Revise the forum thread on finding the height of an isosceles triangle, starting with "2-find area of" and going on through "by (h*b)/2 too.", so that "area" becomes "size".

::: QUOTED TEXT

#Isoceles traingle someone helpppppppppppppppp

how in the crap do i find h

Oh, it's a right triangle! You neglected to say that.

Well, suppose an isosceles right triangle has lateral sides a, hypotenuse b and height h onto the hypotenuse.
Then, remembering the two formulas for the area of the triangle, we get:
S = (1/2)a^2 = (1/2)bh
So:
bh = a^2
h = a^2/b
But by thd Pythagorean theorem we have b = √(a^2 + a^2) = a√(2). So:
h = a^2/(a√(2)) = a/√(2)

as a year 8, i can say i understood absolutely nothing from that

im sorry man im too dum for this

Do you agree with this much?

1- first find b using Pythagoras: sqrt(7^2+7^2) = sqrt(98)
2-find area of triangle : (7 * 7)/2= 24.5 (since the angle between 7 cm sides is 90)
3-since H is also 90, you can find area of triangle by (h*b)/2 too.
4- solve the equation : (sqrt(98) * h)/2=24.5
5- h equals (7√2)/2

Since b/2 and h are equal, and angle BH is 90deg,
$sqrt(2h^2) = 7.
2h^2 = 49.
h^2 = 24.5.
h = sqrt(24.5) = ±(7 sqrt(2))/2$.
Because the height cannot be negative, the answer is $(7 sqrt(2))/2$

JakeTheNoob

Another solution. Using Phytagorean theorem, it's known that $b = 7\sqrt{2}$ cm.

Since $h$ is perpendicular to $b$ and it's an isosceles triangle; therefore, it applies that $h = \frac{b}{2}$. So, $h = \frac{7}{2} \sqrt{2}$

::::::
::: MATERIAL

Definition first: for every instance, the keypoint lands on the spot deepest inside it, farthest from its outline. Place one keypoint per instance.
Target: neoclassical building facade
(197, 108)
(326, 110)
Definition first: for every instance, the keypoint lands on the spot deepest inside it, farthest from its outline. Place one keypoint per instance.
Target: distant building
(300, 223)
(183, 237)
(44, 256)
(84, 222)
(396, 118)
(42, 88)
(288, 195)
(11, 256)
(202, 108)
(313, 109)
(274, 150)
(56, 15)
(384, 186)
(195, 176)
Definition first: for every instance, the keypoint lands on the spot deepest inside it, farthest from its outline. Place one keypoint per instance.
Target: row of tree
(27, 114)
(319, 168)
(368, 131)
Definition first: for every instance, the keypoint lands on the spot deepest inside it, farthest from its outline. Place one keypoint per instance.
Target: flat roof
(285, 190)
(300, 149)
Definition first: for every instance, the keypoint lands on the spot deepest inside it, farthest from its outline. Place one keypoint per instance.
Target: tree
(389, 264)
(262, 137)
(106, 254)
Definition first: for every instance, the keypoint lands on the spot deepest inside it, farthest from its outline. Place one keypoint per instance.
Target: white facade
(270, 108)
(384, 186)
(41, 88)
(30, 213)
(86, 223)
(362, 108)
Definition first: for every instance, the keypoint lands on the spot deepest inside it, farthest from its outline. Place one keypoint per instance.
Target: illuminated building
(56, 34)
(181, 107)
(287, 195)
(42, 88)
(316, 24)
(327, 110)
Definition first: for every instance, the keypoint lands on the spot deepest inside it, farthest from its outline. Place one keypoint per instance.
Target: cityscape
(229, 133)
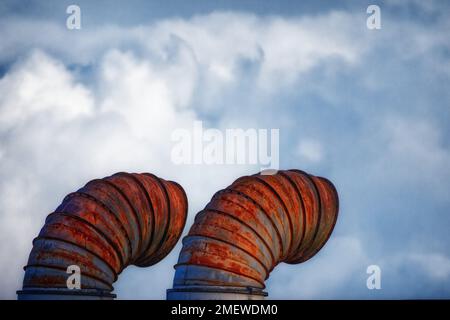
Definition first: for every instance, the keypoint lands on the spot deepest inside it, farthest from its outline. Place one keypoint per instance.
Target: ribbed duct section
(250, 227)
(107, 225)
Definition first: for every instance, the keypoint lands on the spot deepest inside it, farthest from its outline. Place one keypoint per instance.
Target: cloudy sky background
(368, 109)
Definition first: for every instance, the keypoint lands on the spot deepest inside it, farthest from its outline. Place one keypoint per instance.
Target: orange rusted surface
(105, 226)
(254, 224)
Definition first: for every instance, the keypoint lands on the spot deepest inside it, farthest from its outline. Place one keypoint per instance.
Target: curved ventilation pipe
(109, 224)
(250, 227)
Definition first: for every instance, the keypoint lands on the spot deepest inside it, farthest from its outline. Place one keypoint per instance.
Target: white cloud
(58, 130)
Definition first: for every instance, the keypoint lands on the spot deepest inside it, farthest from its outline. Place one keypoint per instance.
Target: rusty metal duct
(110, 223)
(250, 227)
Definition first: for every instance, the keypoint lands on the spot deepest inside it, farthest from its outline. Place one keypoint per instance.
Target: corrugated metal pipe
(250, 227)
(107, 225)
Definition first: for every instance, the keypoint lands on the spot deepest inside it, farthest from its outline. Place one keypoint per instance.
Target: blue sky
(368, 109)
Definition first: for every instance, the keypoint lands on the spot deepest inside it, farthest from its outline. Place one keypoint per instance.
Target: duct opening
(248, 228)
(110, 223)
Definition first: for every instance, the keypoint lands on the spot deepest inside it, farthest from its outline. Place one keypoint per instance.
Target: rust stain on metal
(254, 224)
(105, 226)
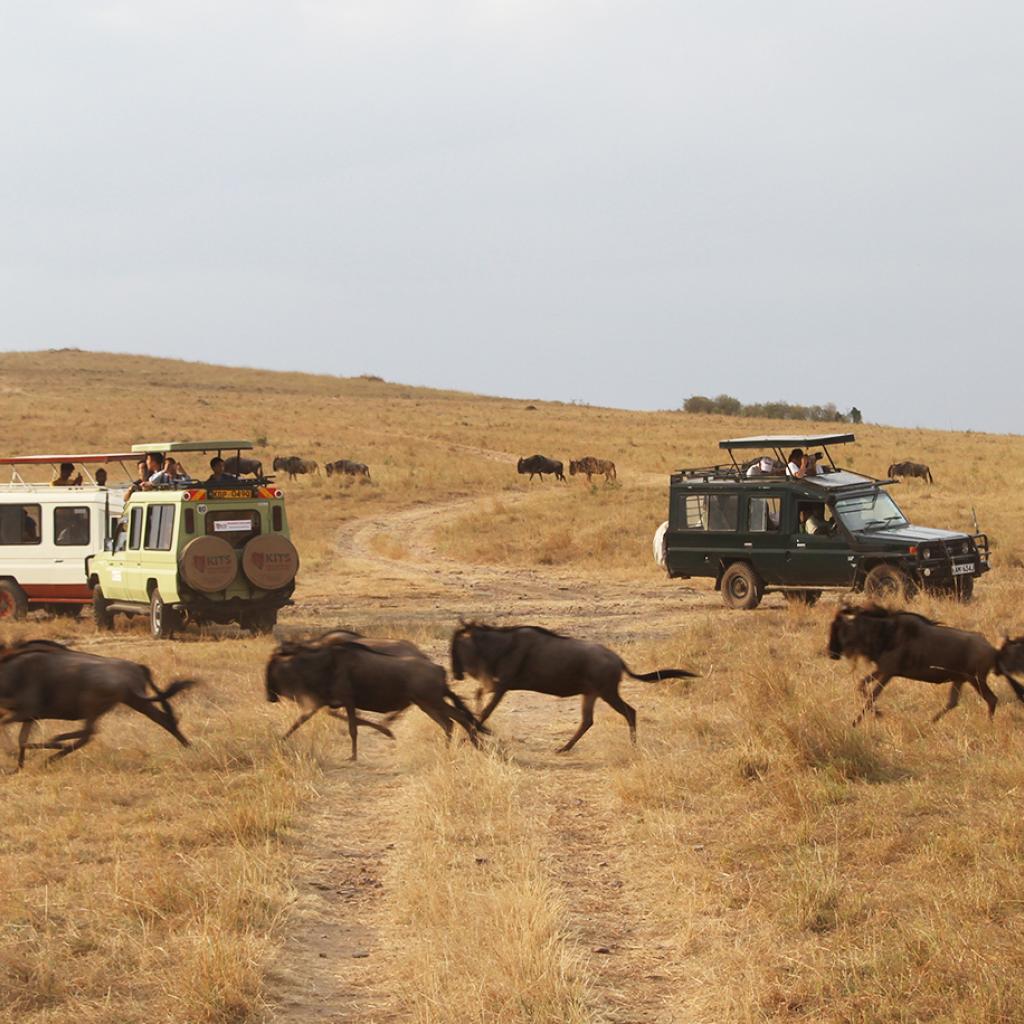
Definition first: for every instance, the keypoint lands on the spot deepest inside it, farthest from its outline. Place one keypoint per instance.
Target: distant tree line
(725, 404)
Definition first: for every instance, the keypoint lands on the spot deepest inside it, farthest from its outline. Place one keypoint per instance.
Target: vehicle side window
(711, 512)
(20, 524)
(159, 527)
(71, 525)
(136, 529)
(764, 514)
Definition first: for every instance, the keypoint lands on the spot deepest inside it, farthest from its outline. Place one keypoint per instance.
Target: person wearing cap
(66, 479)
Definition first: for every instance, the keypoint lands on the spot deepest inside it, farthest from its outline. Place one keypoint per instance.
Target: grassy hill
(754, 859)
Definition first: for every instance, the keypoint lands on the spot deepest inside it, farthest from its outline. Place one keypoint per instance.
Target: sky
(622, 204)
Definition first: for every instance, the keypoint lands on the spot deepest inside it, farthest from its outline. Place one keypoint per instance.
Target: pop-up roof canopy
(43, 460)
(786, 440)
(192, 446)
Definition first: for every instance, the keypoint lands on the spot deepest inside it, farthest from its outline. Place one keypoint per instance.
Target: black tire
(102, 619)
(887, 583)
(163, 621)
(13, 603)
(741, 587)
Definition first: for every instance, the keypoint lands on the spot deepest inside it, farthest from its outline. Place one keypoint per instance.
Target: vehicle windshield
(873, 511)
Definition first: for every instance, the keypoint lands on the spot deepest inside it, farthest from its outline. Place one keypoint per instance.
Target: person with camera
(802, 465)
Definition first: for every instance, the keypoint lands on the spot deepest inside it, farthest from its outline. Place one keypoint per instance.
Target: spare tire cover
(269, 561)
(208, 563)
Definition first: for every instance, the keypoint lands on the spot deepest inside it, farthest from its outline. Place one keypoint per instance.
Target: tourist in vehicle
(65, 479)
(170, 475)
(217, 474)
(801, 464)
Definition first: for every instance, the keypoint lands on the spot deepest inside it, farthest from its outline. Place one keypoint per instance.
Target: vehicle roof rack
(192, 446)
(785, 440)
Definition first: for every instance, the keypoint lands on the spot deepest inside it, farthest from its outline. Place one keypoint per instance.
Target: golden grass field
(753, 859)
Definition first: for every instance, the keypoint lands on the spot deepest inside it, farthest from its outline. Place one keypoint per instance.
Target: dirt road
(333, 966)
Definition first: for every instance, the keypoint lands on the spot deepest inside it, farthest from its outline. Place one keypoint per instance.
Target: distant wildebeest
(354, 676)
(538, 465)
(41, 680)
(903, 643)
(590, 466)
(293, 465)
(348, 468)
(529, 657)
(918, 469)
(239, 465)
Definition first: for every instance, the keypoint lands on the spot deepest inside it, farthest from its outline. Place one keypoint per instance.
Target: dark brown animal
(915, 469)
(350, 675)
(538, 465)
(239, 465)
(294, 466)
(902, 643)
(529, 657)
(590, 466)
(343, 466)
(41, 680)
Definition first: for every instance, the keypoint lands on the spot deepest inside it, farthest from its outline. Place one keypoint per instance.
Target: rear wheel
(13, 603)
(886, 583)
(103, 620)
(741, 587)
(163, 621)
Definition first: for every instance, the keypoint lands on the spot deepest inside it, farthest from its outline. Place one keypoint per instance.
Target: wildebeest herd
(347, 673)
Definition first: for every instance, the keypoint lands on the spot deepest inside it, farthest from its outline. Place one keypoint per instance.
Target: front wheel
(886, 583)
(741, 587)
(13, 603)
(163, 621)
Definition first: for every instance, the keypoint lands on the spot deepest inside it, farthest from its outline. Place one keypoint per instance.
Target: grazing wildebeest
(529, 657)
(41, 680)
(593, 467)
(538, 465)
(293, 465)
(348, 468)
(904, 469)
(903, 643)
(351, 675)
(239, 465)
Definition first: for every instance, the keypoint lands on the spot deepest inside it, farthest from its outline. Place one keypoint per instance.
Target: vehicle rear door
(765, 538)
(817, 559)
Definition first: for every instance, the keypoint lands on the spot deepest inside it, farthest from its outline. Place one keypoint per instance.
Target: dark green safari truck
(755, 527)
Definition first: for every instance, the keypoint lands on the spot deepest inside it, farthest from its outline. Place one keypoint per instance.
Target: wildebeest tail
(658, 674)
(463, 715)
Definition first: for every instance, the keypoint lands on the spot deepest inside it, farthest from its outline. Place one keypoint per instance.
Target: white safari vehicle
(48, 531)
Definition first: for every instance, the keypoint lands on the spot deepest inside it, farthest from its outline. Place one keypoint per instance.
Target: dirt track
(333, 968)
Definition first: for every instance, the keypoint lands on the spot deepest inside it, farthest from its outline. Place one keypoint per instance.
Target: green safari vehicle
(755, 527)
(190, 551)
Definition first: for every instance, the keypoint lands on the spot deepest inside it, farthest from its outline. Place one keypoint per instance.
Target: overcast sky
(616, 203)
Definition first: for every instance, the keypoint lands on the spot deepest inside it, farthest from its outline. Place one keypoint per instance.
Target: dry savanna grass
(771, 863)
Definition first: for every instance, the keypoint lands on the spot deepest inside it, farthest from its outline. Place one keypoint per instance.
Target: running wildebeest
(590, 466)
(293, 465)
(41, 680)
(239, 465)
(905, 469)
(353, 676)
(343, 466)
(529, 657)
(538, 465)
(903, 643)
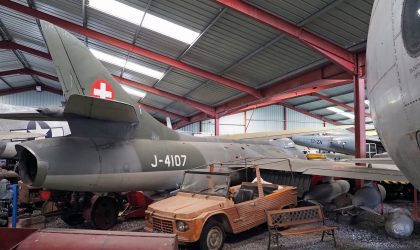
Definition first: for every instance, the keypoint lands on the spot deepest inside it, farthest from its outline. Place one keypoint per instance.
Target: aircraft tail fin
(99, 109)
(80, 73)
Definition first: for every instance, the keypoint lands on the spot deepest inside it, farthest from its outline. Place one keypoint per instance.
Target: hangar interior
(222, 43)
(214, 68)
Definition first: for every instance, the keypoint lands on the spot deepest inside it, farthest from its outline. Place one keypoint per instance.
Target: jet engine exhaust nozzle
(29, 170)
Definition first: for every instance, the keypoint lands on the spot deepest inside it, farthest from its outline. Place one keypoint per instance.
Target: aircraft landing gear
(103, 213)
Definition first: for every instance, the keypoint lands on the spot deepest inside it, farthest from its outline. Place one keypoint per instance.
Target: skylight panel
(118, 9)
(128, 65)
(151, 22)
(133, 91)
(170, 29)
(341, 112)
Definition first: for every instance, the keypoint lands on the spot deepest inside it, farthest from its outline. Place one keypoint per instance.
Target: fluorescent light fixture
(118, 9)
(133, 91)
(170, 29)
(128, 65)
(341, 112)
(151, 22)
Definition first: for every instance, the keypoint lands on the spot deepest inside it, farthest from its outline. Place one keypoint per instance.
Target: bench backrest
(294, 216)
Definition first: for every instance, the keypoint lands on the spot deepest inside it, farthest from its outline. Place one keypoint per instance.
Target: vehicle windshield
(205, 183)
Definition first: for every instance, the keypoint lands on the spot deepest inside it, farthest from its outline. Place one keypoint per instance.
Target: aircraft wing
(6, 135)
(281, 133)
(340, 169)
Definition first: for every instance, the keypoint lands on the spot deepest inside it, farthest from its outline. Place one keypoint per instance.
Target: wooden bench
(277, 220)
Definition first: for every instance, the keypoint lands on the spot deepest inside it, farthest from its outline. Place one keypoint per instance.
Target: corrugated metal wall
(296, 120)
(265, 119)
(191, 129)
(32, 99)
(208, 126)
(232, 124)
(259, 120)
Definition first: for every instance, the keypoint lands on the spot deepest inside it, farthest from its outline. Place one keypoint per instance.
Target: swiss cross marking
(102, 89)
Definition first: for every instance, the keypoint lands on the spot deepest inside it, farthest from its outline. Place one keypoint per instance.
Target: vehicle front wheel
(212, 236)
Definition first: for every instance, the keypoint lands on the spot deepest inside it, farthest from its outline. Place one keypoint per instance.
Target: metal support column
(217, 126)
(284, 118)
(15, 189)
(360, 119)
(245, 123)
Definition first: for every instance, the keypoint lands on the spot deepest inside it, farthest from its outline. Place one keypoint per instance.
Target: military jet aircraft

::::::

FULL ANSWER:
2-find size of triangle : (7 * 7)/2= 24.5 (since the angle between 7 cm sides is 90)
3-since H is also 90, you can find size of triangle by (h*b)/2 too.